→ **Written task**: Reproduce every line of the listing below verbatim, from the first line to the last.

— Start Input rows —

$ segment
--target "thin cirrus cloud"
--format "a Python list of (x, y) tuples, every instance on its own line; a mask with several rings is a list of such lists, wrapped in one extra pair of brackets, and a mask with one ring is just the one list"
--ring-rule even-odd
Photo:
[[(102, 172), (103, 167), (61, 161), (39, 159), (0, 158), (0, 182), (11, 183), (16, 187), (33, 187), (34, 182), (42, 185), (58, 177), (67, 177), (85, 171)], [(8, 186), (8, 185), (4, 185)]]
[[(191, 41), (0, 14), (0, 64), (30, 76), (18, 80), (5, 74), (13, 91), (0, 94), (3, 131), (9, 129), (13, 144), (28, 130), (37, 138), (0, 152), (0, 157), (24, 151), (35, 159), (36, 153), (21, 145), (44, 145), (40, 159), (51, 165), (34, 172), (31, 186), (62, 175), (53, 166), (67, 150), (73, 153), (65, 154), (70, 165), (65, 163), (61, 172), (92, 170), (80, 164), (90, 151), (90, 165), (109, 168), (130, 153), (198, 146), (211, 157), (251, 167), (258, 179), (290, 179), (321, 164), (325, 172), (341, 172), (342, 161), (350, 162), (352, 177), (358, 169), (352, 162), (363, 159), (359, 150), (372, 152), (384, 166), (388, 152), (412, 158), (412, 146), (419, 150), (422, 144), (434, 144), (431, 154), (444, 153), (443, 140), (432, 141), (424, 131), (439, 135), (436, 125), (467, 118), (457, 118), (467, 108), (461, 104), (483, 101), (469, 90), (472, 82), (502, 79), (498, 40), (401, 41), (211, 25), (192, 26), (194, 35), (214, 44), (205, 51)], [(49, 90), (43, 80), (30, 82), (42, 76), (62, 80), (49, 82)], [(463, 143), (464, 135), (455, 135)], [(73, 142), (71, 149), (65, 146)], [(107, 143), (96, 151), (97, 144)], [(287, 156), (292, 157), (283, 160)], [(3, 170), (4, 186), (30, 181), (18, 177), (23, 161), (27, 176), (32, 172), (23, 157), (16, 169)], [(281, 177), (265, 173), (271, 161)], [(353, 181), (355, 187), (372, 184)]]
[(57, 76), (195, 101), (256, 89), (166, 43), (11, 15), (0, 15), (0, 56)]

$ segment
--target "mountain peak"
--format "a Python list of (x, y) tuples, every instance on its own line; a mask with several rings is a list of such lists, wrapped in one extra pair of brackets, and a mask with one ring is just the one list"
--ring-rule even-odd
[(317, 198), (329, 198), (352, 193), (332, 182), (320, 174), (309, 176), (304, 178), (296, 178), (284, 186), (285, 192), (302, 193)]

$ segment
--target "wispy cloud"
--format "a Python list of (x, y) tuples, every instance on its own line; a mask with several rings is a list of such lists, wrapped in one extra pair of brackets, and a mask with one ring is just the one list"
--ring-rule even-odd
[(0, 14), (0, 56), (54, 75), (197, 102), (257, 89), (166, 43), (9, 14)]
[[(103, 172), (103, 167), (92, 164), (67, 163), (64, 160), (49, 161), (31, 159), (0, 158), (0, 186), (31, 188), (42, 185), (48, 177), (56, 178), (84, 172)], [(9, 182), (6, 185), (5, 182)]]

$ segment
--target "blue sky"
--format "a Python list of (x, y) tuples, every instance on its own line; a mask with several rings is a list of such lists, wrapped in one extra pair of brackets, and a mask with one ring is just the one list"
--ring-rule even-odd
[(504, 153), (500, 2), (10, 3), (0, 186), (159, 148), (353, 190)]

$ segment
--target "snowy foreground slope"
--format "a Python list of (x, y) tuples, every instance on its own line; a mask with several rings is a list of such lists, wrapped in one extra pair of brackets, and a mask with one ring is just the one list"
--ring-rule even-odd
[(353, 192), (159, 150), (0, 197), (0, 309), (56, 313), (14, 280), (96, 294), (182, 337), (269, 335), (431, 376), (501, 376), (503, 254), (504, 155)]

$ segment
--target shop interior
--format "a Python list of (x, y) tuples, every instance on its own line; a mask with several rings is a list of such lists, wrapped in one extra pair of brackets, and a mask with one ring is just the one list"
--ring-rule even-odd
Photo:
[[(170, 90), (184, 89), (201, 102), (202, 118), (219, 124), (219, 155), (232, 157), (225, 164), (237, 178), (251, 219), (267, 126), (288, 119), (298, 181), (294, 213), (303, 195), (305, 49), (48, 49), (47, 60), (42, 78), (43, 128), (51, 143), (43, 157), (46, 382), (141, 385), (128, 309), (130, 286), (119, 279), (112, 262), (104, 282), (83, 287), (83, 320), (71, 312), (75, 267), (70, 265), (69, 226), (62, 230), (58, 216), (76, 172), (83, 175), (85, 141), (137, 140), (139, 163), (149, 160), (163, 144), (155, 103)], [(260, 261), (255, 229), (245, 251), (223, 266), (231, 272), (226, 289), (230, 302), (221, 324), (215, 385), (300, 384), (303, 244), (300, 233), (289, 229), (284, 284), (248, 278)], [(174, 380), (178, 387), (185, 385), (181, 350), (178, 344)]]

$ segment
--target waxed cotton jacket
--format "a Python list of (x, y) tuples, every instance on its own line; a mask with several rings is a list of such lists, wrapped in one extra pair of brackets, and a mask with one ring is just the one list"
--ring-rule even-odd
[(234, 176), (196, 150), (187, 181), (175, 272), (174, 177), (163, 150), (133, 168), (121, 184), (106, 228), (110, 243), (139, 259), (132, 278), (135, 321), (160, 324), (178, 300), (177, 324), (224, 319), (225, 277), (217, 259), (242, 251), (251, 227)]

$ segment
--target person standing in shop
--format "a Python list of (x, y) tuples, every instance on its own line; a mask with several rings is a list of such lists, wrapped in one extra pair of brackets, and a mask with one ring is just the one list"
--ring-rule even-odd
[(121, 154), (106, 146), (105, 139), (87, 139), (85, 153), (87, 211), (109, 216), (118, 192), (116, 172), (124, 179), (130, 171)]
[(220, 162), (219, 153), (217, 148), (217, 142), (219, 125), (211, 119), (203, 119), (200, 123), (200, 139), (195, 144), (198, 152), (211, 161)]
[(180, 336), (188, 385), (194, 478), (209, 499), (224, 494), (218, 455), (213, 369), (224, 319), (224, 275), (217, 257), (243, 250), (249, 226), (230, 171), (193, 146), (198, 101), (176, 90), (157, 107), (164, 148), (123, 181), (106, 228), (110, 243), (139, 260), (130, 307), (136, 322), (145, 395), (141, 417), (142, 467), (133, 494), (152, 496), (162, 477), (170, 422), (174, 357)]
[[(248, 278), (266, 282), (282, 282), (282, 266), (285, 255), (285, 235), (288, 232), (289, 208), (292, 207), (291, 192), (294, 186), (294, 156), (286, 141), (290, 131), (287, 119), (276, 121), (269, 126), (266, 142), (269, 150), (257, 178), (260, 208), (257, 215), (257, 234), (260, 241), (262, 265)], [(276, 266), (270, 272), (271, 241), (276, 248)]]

— End Input rows —

→ **Exercise answer**:
$ segment
--target "thin cirrus cloud"
--format "a Python list of (x, y) tuples, every instance on its own line; a mask with several rings is a list of such lists, wrapped in one extra pair of brackets, and a mask with one ring is just the one list"
--ring-rule even-odd
Photo:
[[(102, 172), (103, 167), (61, 161), (39, 159), (0, 158), (0, 182), (11, 183), (16, 187), (33, 187), (34, 182), (42, 185), (58, 177), (67, 177), (85, 171)], [(8, 186), (8, 185), (4, 185)]]
[[(191, 41), (0, 14), (0, 64), (30, 76), (18, 80), (5, 74), (13, 91), (0, 94), (3, 131), (9, 129), (13, 144), (28, 130), (37, 138), (0, 152), (0, 157), (24, 151), (35, 159), (36, 153), (21, 145), (44, 145), (40, 159), (51, 165), (34, 172), (31, 186), (62, 175), (53, 166), (67, 150), (73, 153), (65, 154), (70, 165), (65, 163), (61, 172), (92, 170), (80, 164), (90, 151), (90, 165), (109, 168), (130, 153), (198, 146), (211, 157), (251, 167), (258, 179), (290, 179), (321, 164), (325, 172), (341, 172), (342, 161), (350, 162), (352, 177), (358, 169), (352, 162), (363, 159), (359, 150), (372, 152), (384, 166), (388, 152), (412, 158), (412, 146), (419, 150), (422, 144), (434, 144), (431, 154), (444, 153), (443, 140), (432, 141), (424, 131), (439, 135), (436, 125), (467, 118), (457, 118), (467, 108), (461, 104), (483, 101), (469, 90), (472, 82), (502, 79), (498, 40), (401, 41), (211, 25), (192, 26), (194, 35), (214, 44), (205, 51)], [(49, 90), (43, 80), (30, 82), (42, 76), (62, 80), (49, 82)], [(463, 143), (464, 135), (455, 135)], [(73, 142), (71, 149), (65, 146)], [(107, 143), (96, 151), (97, 144)], [(287, 156), (292, 157), (283, 160)], [(3, 170), (4, 186), (30, 181), (18, 177), (23, 161), (27, 176), (32, 172), (23, 157), (16, 169)], [(281, 177), (265, 173), (271, 161)], [(353, 181), (355, 187), (372, 184)]]
[(57, 76), (195, 101), (256, 89), (166, 43), (11, 15), (0, 15), (0, 56)]

$ segment
--target "mountain peak"
--format "a Python list of (x, y) tuples, every instance on its own line; a mask with several rings is a list of such lists, wrapped in one extra pair of brackets, and a mask with one ring is just the one list"
--ring-rule even-odd
[(317, 198), (329, 198), (352, 193), (332, 182), (320, 174), (309, 176), (304, 178), (296, 178), (284, 186), (285, 192), (302, 193)]

$ segment
--target "wispy cloud"
--format "a Python list of (x, y) tuples, every instance on its own line; a mask with several rings is a list of such lists, wrapped in one extra pair of brackets, and a mask with one ring is just the one list"
--ring-rule even-odd
[(0, 14), (0, 56), (54, 75), (197, 102), (257, 89), (166, 43), (9, 14)]
[[(103, 172), (103, 167), (92, 164), (67, 163), (64, 160), (49, 161), (31, 159), (0, 158), (0, 186), (31, 188), (42, 185), (48, 177), (56, 178), (84, 172)], [(9, 182), (6, 185), (5, 182)]]

$ segment
--target "blue sky"
--format "a Python list of (x, y) tuples, every instance on its own line; a mask with several rings is a list of such lists, wrapped in one extra pair of brackets, and a mask with one ring is just the one list"
--ring-rule even-odd
[(504, 153), (500, 2), (10, 3), (0, 186), (159, 148), (353, 190)]

$ segment
--target "snowy foreground slope"
--format "a Python list of (x, y) tuples, every instance on its own line; a mask with several rings is a list of such lists, wrapped in one extra pair of brackets, and a mask with one ring is just the one list"
--ring-rule even-odd
[(353, 192), (159, 150), (0, 197), (0, 309), (56, 313), (14, 280), (96, 294), (182, 337), (269, 335), (431, 376), (501, 376), (503, 254), (504, 155)]

$ segment
--target shop interior
--format "a Python list of (x, y) tuples, every instance on its own line; a mask with several rings is a list of such lists, wrapped in one extra pair of brackets, and a mask with one ring is just the one list"
--ring-rule even-odd
Photo:
[[(170, 90), (184, 89), (201, 102), (202, 118), (219, 124), (219, 155), (232, 157), (225, 164), (237, 178), (251, 219), (267, 126), (288, 119), (298, 181), (294, 213), (303, 195), (305, 49), (48, 49), (47, 60), (42, 78), (43, 128), (51, 143), (43, 157), (46, 382), (141, 385), (128, 309), (130, 286), (119, 279), (112, 262), (104, 282), (83, 287), (83, 320), (71, 312), (75, 267), (70, 265), (69, 226), (62, 230), (58, 216), (76, 172), (83, 175), (85, 141), (137, 140), (139, 163), (149, 160), (163, 144), (155, 103)], [(260, 261), (255, 229), (245, 251), (223, 266), (231, 272), (226, 289), (230, 302), (221, 324), (215, 385), (300, 384), (303, 244), (300, 233), (289, 229), (284, 284), (248, 278)], [(174, 380), (178, 387), (185, 385), (181, 350), (178, 344)]]

$ segment
--target waxed cotton jacket
--format "a Python list of (x, y) tuples, every instance on its own line; a mask with several rings is a list of such lists, wrapped in one extra pair of brackets, and a mask with one ring is just the one list"
--ring-rule even-odd
[(234, 176), (196, 150), (187, 181), (175, 272), (174, 177), (163, 150), (133, 168), (121, 184), (106, 228), (110, 243), (139, 259), (132, 278), (135, 321), (160, 324), (178, 300), (177, 324), (224, 319), (225, 277), (217, 259), (242, 251), (251, 227)]

$ segment
--target person standing in shop
--format "a Python list of (x, y) tuples, every instance on its own line; a mask with several rings is a list of such lists, wrapped in one extra pair of brackets, and a mask with one ring is just the one list"
--ring-rule even-odd
[(121, 154), (106, 146), (105, 139), (87, 139), (85, 153), (87, 211), (109, 216), (118, 192), (116, 172), (124, 179), (130, 171)]
[(220, 162), (219, 153), (217, 148), (217, 142), (219, 125), (211, 119), (203, 119), (200, 123), (200, 139), (195, 144), (198, 152), (211, 161)]
[(180, 336), (188, 385), (194, 478), (209, 499), (224, 494), (218, 455), (213, 369), (224, 319), (224, 275), (217, 257), (243, 250), (249, 226), (230, 171), (193, 146), (198, 101), (176, 90), (157, 107), (164, 148), (123, 181), (106, 228), (110, 243), (139, 260), (130, 307), (136, 322), (145, 395), (141, 417), (142, 467), (133, 494), (152, 496), (162, 477), (170, 422), (174, 357)]
[[(248, 278), (266, 282), (282, 282), (282, 266), (285, 255), (285, 235), (288, 232), (289, 208), (292, 207), (291, 192), (294, 186), (294, 156), (286, 141), (290, 131), (287, 119), (276, 121), (269, 126), (266, 142), (269, 150), (257, 178), (260, 208), (257, 215), (257, 234), (260, 241), (262, 265)], [(276, 266), (270, 272), (271, 241), (276, 248)]]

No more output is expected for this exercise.